◆ WHAT YOU ARE ASKED TO DO ◆
Reproduce exactly the lines below from the one containing "white cloth draped on chair" through the one containing "sheer white curtain", including both, and nothing else.

----

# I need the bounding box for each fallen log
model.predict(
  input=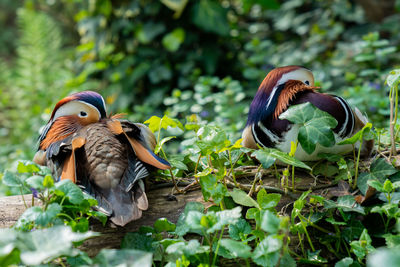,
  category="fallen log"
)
[0,169,327,257]
[0,186,206,256]
[0,194,33,228]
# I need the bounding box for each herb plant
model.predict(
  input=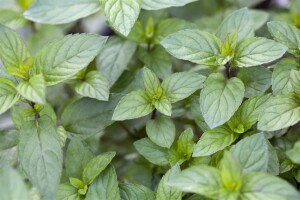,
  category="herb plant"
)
[1,0,300,200]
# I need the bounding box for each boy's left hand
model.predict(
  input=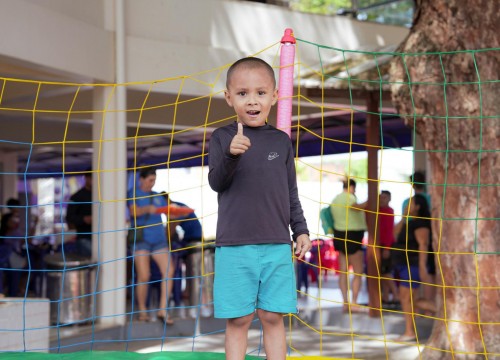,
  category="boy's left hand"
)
[295,234,312,260]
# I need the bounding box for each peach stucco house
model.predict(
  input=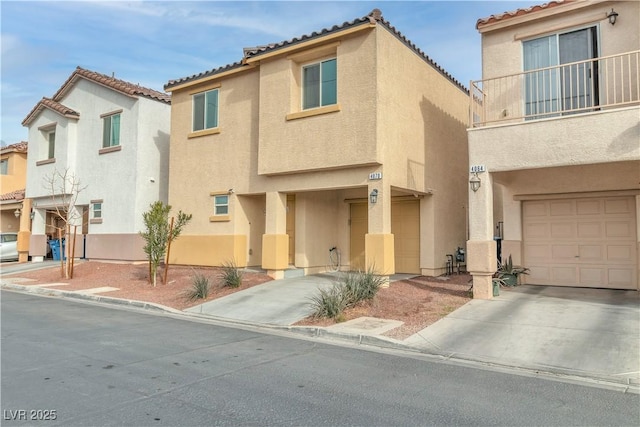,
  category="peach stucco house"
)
[165,9,470,279]
[467,0,639,298]
[0,142,31,262]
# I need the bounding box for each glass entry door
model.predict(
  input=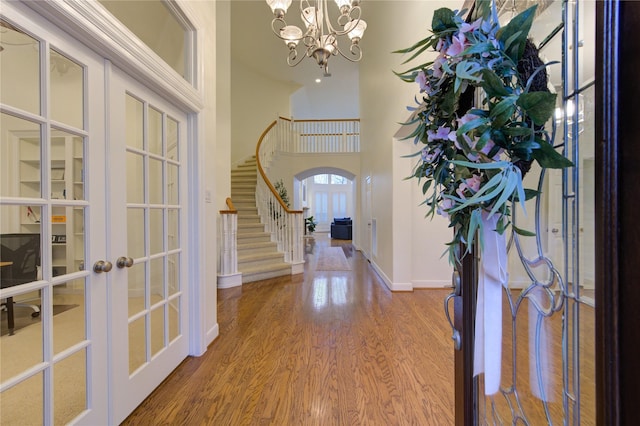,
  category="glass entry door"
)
[458,1,597,424]
[0,8,108,425]
[107,63,189,425]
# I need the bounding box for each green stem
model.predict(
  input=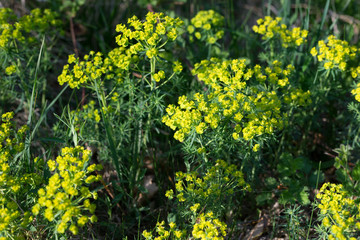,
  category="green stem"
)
[158,40,168,49]
[306,161,322,240]
[299,69,320,152]
[150,57,156,90]
[155,72,176,90]
[207,44,212,60]
[94,79,123,181]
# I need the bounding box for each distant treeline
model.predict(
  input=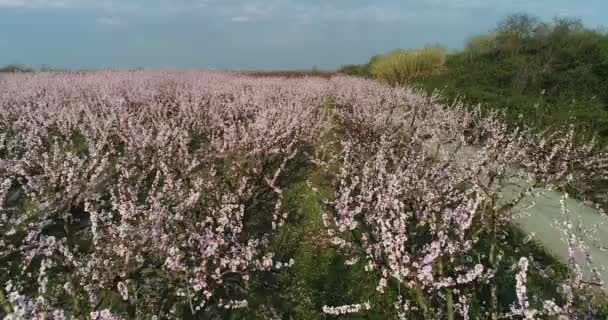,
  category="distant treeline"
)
[338,13,608,144]
[0,64,35,73]
[0,64,63,72]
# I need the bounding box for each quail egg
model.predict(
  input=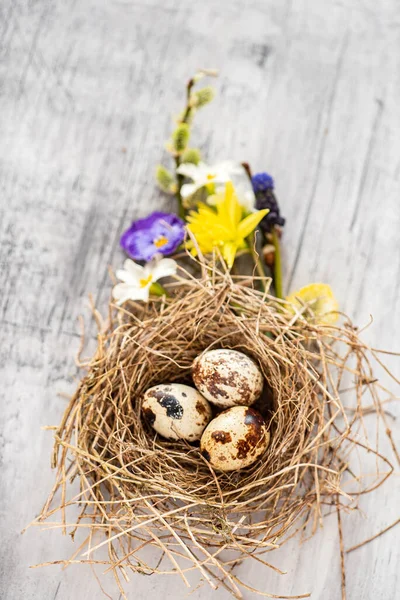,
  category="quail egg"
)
[200,406,270,471]
[192,349,264,408]
[142,383,212,441]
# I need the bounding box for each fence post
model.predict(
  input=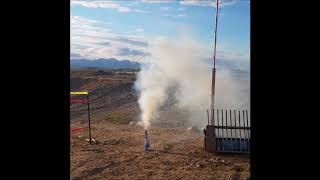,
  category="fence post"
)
[230,109,233,147]
[225,109,228,151]
[217,109,219,151]
[87,94,92,144]
[246,110,250,151]
[207,109,209,125]
[221,109,224,151]
[205,109,216,153]
[238,110,242,151]
[243,110,248,151]
[242,110,246,139]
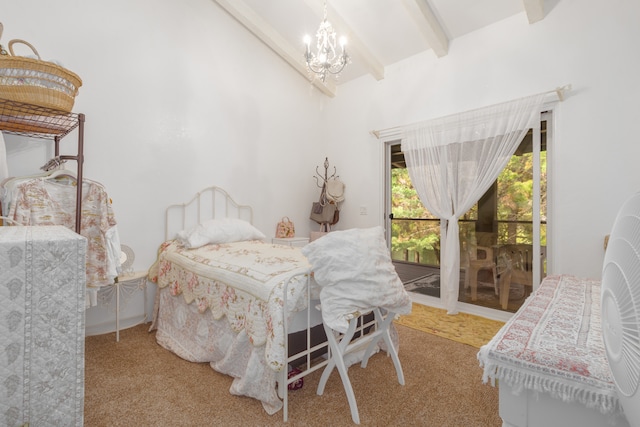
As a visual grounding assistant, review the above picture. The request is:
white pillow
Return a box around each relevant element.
[301,226,412,333]
[176,218,266,249]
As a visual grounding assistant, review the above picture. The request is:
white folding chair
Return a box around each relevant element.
[316,307,405,425]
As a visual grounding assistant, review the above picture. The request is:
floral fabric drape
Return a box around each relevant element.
[401,93,546,314]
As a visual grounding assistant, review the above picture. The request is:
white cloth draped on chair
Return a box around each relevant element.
[401,92,547,314]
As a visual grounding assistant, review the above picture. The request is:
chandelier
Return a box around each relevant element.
[303,1,349,82]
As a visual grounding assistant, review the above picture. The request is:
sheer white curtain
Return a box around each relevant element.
[401,93,547,314]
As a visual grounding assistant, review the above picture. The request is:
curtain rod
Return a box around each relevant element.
[370,84,572,140]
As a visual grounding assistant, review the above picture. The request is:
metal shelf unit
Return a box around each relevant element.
[0,98,85,233]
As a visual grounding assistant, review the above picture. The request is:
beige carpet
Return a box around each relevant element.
[84,323,501,426]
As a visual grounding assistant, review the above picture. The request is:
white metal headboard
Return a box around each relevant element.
[164,186,254,240]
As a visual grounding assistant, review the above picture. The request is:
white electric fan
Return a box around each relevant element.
[602,192,640,426]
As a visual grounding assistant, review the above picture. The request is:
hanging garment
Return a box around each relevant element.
[8,177,121,288]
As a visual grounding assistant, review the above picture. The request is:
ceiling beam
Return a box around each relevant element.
[403,0,449,58]
[522,0,545,24]
[213,0,337,97]
[302,0,385,81]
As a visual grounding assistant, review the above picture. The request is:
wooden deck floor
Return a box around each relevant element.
[392,261,440,283]
[393,261,526,313]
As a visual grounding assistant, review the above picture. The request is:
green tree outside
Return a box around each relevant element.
[391,149,546,265]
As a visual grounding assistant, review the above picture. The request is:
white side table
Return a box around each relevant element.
[98,270,148,342]
[272,237,309,247]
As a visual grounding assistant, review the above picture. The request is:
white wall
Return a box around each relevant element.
[2,0,330,332]
[3,0,639,331]
[328,0,640,281]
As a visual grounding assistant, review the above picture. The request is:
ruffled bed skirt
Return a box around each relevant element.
[151,287,283,414]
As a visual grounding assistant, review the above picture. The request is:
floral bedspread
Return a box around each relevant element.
[149,239,313,371]
[477,274,622,415]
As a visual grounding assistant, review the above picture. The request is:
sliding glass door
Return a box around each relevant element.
[388,143,441,267]
[386,113,550,314]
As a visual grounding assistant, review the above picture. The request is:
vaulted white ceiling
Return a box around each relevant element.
[213,0,545,97]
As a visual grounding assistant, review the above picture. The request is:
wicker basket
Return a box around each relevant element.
[0,37,82,113]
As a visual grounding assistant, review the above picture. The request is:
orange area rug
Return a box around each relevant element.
[394,303,505,348]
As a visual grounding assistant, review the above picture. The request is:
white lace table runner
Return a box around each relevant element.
[478,274,622,415]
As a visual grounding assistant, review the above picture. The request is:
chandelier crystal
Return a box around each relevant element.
[304,1,349,82]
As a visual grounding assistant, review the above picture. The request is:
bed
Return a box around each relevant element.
[477,274,629,426]
[148,186,327,417]
[148,186,411,421]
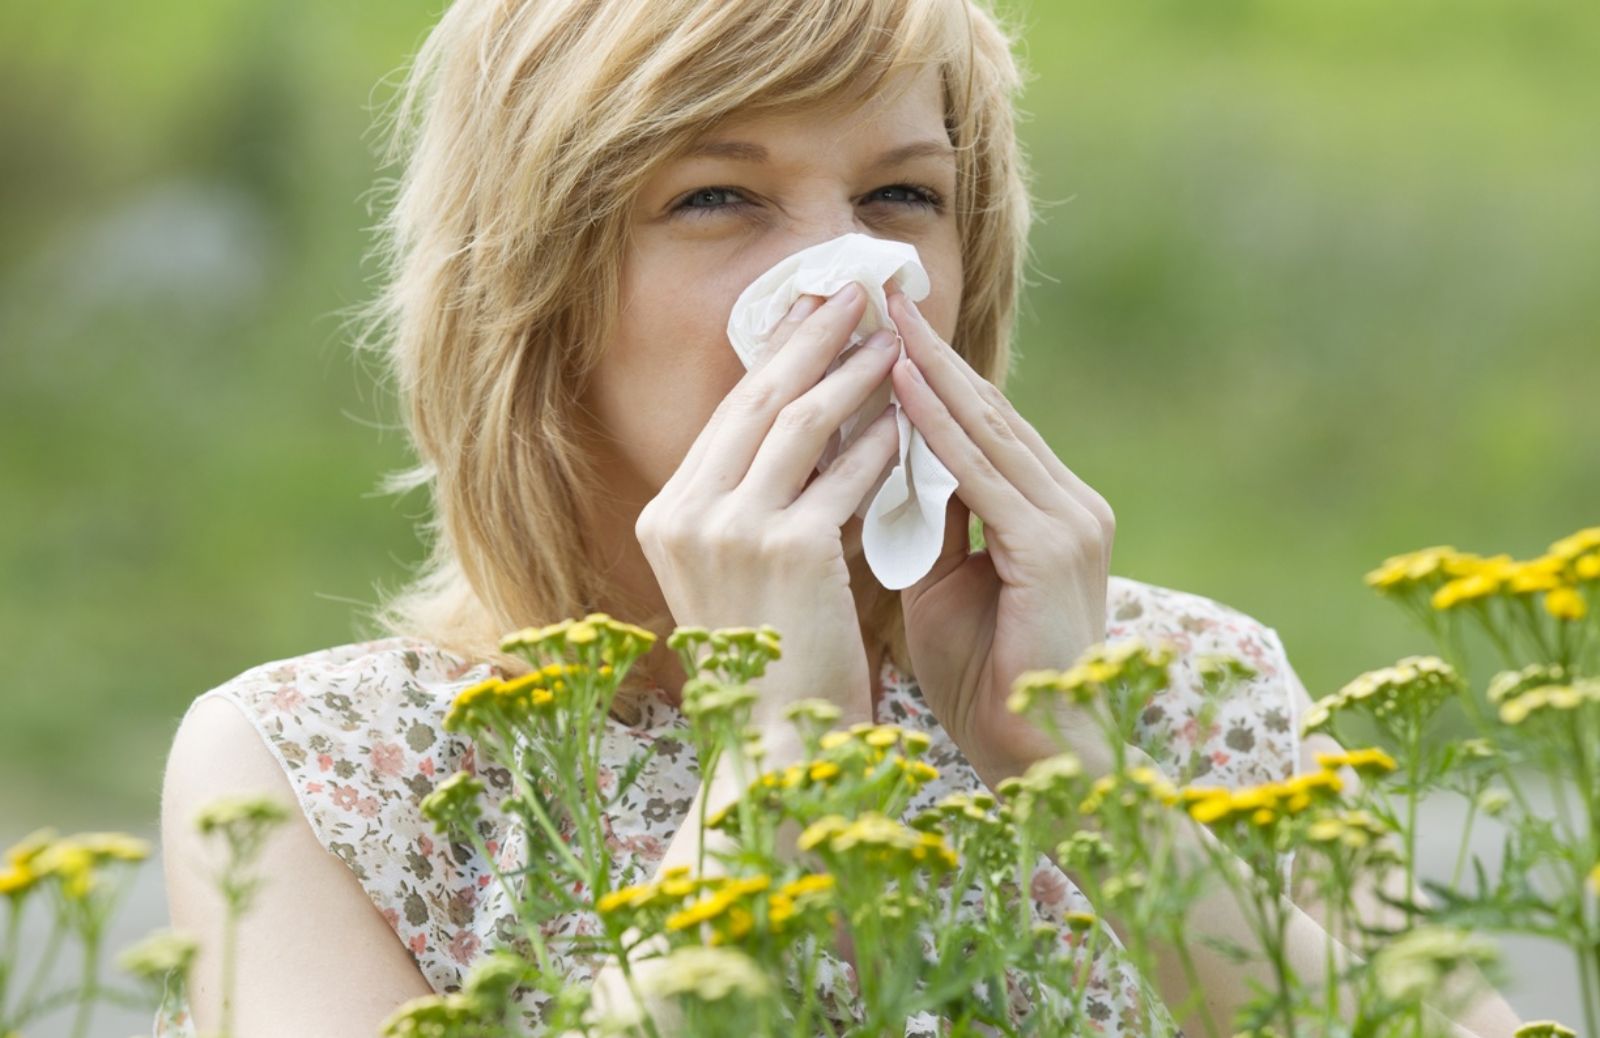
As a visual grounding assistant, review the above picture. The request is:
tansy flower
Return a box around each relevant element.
[32,833,151,902]
[1544,586,1587,622]
[1505,555,1567,594]
[502,613,656,667]
[1005,638,1177,714]
[799,812,958,872]
[419,771,486,834]
[1548,526,1600,564]
[1063,910,1097,932]
[1301,656,1460,735]
[1430,553,1517,610]
[1498,680,1600,726]
[635,945,773,1004]
[1363,545,1461,590]
[117,928,200,981]
[1487,663,1571,705]
[1314,747,1398,778]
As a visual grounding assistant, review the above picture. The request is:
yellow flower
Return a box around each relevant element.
[1314,747,1397,778]
[1364,545,1460,589]
[1587,863,1600,894]
[777,873,836,899]
[1498,681,1600,726]
[665,889,739,932]
[1186,791,1234,825]
[1548,526,1600,563]
[0,862,40,898]
[1577,554,1600,581]
[1063,910,1097,931]
[1544,586,1587,621]
[1506,556,1566,593]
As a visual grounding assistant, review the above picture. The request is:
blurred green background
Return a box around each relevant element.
[2,0,1596,831]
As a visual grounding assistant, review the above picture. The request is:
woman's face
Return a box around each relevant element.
[585,66,963,554]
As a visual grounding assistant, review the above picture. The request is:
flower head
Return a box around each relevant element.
[1005,638,1176,714]
[635,945,773,1004]
[117,928,200,981]
[419,771,487,835]
[1302,656,1460,736]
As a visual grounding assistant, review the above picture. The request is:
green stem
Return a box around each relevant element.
[463,825,555,979]
[1448,796,1478,892]
[15,912,64,1024]
[67,931,99,1038]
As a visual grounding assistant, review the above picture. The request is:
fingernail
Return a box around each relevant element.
[787,293,821,320]
[865,329,897,350]
[829,282,862,308]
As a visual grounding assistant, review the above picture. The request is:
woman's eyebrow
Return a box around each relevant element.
[681,138,956,168]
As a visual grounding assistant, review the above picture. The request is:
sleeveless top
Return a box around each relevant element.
[153,574,1302,1036]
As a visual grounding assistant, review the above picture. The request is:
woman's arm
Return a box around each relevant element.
[162,696,436,1037]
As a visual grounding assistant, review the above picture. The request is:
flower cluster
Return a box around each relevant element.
[1364,527,1599,622]
[598,866,838,949]
[443,662,606,735]
[706,723,938,834]
[1006,637,1177,714]
[798,812,959,873]
[501,612,657,668]
[1182,768,1346,831]
[0,828,150,902]
[1300,655,1461,734]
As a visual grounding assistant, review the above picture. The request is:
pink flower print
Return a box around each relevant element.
[270,686,303,712]
[418,834,434,856]
[306,781,324,794]
[462,744,477,775]
[419,757,435,777]
[1212,749,1232,767]
[317,753,333,772]
[381,907,400,931]
[1030,868,1069,910]
[355,795,381,818]
[447,930,481,965]
[409,933,427,955]
[477,874,491,889]
[371,741,406,778]
[330,784,360,811]
[597,765,616,798]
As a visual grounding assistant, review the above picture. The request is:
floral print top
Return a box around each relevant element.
[154,574,1303,1036]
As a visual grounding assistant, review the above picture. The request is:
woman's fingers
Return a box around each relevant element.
[791,403,901,529]
[886,287,1112,532]
[741,327,899,508]
[677,285,869,497]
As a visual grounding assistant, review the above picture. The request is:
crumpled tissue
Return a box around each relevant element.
[725,231,960,591]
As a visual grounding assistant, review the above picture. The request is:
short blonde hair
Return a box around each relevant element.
[350,0,1039,688]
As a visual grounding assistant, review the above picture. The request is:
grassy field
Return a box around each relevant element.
[2,0,1596,831]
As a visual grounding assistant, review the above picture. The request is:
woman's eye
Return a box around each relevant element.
[671,183,945,219]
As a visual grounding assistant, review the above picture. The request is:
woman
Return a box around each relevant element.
[158,0,1524,1035]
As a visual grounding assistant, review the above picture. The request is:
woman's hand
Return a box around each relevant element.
[636,282,902,734]
[884,282,1117,787]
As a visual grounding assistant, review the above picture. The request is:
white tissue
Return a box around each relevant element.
[725,231,960,591]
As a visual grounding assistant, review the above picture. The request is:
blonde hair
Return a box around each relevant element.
[349,0,1039,691]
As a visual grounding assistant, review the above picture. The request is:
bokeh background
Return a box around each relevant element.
[1,0,1596,1028]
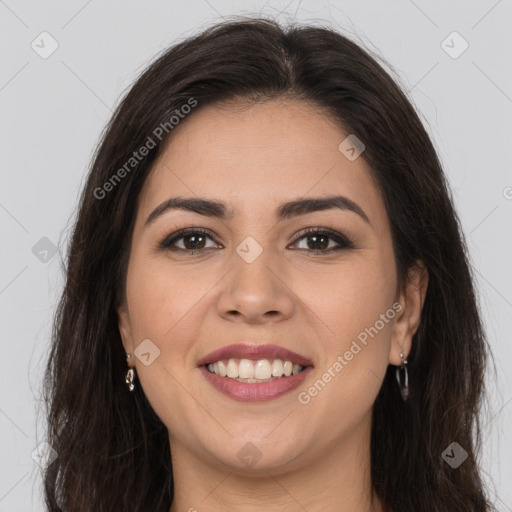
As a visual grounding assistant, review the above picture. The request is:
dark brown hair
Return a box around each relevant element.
[42,16,496,511]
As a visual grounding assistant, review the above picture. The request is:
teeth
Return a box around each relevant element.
[239,359,255,379]
[255,360,272,379]
[226,359,238,378]
[217,360,227,377]
[271,359,283,376]
[207,358,305,380]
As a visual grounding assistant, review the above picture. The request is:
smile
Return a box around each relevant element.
[206,357,305,382]
[200,360,313,402]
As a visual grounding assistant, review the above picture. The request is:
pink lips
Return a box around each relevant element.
[196,343,313,368]
[197,343,314,402]
[199,365,313,402]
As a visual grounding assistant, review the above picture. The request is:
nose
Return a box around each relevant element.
[215,244,295,324]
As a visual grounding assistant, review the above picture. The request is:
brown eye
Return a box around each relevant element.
[304,234,330,250]
[159,228,221,254]
[181,234,207,250]
[290,228,354,253]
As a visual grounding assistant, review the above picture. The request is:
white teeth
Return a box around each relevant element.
[206,358,305,380]
[217,360,227,377]
[239,359,255,379]
[271,359,283,376]
[226,359,239,378]
[255,360,272,379]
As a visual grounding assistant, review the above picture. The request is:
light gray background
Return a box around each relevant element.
[1,1,511,510]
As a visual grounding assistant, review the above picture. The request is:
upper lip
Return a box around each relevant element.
[197,343,314,367]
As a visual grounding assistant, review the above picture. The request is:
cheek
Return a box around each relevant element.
[123,255,202,416]
[296,252,395,408]
[298,254,395,343]
[295,266,395,433]
[124,251,223,377]
[127,252,206,324]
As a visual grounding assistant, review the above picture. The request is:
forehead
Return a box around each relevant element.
[136,99,385,226]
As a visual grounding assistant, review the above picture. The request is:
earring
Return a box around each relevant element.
[395,351,409,401]
[125,353,136,391]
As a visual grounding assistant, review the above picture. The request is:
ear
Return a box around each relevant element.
[389,260,429,365]
[117,300,134,365]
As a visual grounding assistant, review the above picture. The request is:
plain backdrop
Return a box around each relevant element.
[0,1,511,510]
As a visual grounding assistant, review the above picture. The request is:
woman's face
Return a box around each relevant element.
[118,99,422,473]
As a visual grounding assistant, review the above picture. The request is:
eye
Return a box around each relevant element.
[158,228,221,254]
[157,226,355,256]
[289,227,355,253]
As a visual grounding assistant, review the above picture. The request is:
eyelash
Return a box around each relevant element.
[157,226,355,255]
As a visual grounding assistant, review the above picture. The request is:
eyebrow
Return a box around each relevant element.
[144,195,371,227]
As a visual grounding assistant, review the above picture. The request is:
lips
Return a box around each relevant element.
[196,343,314,368]
[199,364,313,402]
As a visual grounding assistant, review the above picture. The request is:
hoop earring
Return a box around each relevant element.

----

◆ RESULT OF THIS TASK ◆
white cloth draped on chair
Return a box around each relevant element.
[401,92,547,314]
As a visual grounding assistant, review the above picture. The request is:
chandelier
Return a box around each relevant element.
[303,1,349,82]
As a visual grounding assistant, review the above picture. The request is:
sheer white curtain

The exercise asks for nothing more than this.